- [Task directions] Retype the stretch of the ceremony account below that begins with the words "After that the" and ends with the words "entered the cage.", keeping every word unchanged.

- [Supplied passage]
<<<<
The ceremony continued with different initiates alternating in chanting, dancing and burning a sort of resin powder that produce big spectacular flames. One of the initiates was about 15 years old and he had an impressive control of his dance steps, singing and ritual acts.

Different small altars where constructed and filled with food offerings and some coins at different moments through the night to prepare each different phase.


Four different masked characters emerged from the small temple one after the other:

The first one had a hairy “black devil face” and a wooden sword in his hand. The second one had a kind of monkey face and was all red, he was holding a strange object made of banana-tree fibres and behaved in a comical way. The third one had a yellow female face and white cloth, she was also behaving buffoon-like. The last one was some sort of black wolf.

After the four masks had danced and spoken, some more offering was made and some rice with coconut and curry was offered to us.

Around 4 a.m. a man made his appearance wearing a costume similar to the woman at the beginning but black instead of red and wearing a helm of yellow natural fibres. He danced with incredible energy and produced big flames with the resin powder. Then he threw the powder on a brazier and closely inhaled the smoke that came out. He repeated the inhalation different times and become extremely wild, a double torch was lit and he held it in his mouth while dancing. With the lit double torch in his mouth and two torches in his hands he performed a very powerful and wild dance and suddenly started to run into the jungle. When he came back he entered the family house and throw fire powder all around. Then he grabbed the chicken and danced with it very violently until he finally rubbed it on the two sisters and the old lady. The intensity of his dancing and the transfigured expression on his face were impressive. At one point he fell down and many initiates came around him trying to get the torch out of his hands and mouth, which he seemed not able to open. After pouring some liquid on his face they finally managed to open his mouth and get the torch out. In that moment he immediately switched to a normal state, looking exhausted and with a radically different presence than just a few seconds before.

Then a cage made of natural materials and beautifully decorated started to be constructed. On the bottom of the cage the 15 year old initiate drew in sand a geometrical figure and some letters and then covered this with newspapers and a small carpet.

One of the two young sisters in white held a beautiful basket of offerings on her head, two initiates held a blanket above her and they started a small procession crossing multiple times in a circle the altar doors that were facing the jungle.

After that the girl sat on a chair in front of the small cage and a drummer started to play just behind her.

An initiate chanted and drew with his lighted torches a number of steps that led from the girl to the cage. Then each step was adorned with a handcrafted flower made of banana-tree fibre, leaves and coins. The girl stood up and each time she advanced by one-step, one by one the flowers on the steps where removed. When she arrived in front of the cage she opened the door by burning a rope and entered the cage.

One initiate sat in front of the cage and while chanting he put a crown on her head and a number of loops around her neck, arms, chest, legs, and feet. The crown and the loops where also made of natural fibres.

Then the initiate took a knife and cut the crown and all the loops and one other initiate cut into pieces the cage and freed the girl.

Towards the end of the night the young women who was dancing when we arrived got into her costume again and got possessed by an entity whose name I couldn’t retain.
>>>>
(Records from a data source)
<<<<
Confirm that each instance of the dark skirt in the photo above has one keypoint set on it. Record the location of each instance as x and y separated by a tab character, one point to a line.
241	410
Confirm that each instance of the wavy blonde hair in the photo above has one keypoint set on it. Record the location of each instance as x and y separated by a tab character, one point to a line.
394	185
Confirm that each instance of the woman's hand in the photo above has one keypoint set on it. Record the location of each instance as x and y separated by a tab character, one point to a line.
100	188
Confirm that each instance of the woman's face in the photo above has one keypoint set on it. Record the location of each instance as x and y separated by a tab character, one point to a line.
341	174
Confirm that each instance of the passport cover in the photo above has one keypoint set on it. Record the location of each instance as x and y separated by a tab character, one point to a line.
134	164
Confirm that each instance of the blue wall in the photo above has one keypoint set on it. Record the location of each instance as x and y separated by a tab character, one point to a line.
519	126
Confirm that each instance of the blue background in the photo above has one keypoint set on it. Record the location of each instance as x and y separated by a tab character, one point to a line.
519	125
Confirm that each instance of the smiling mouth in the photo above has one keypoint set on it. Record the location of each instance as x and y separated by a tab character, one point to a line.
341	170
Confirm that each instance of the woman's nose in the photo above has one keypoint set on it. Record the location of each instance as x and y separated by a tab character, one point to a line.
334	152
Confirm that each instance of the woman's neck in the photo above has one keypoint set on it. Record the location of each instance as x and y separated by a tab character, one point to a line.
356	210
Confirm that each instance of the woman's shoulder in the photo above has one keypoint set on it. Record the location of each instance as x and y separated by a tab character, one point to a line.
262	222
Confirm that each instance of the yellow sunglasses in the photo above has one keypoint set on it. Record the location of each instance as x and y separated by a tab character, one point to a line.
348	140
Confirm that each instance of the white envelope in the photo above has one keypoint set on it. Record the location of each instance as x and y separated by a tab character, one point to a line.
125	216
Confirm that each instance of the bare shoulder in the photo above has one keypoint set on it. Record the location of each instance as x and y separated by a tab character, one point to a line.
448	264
>>>>
- [Response to this task]
After that the girl sat on a chair in front of the small cage and a drummer started to play just behind her.

An initiate chanted and drew with his lighted torches a number of steps that led from the girl to the cage. Then each step was adorned with a handcrafted flower made of banana-tree fibre, leaves and coins. The girl stood up and each time she advanced by one-step, one by one the flowers on the steps where removed. When she arrived in front of the cage she opened the door by burning a rope and entered the cage.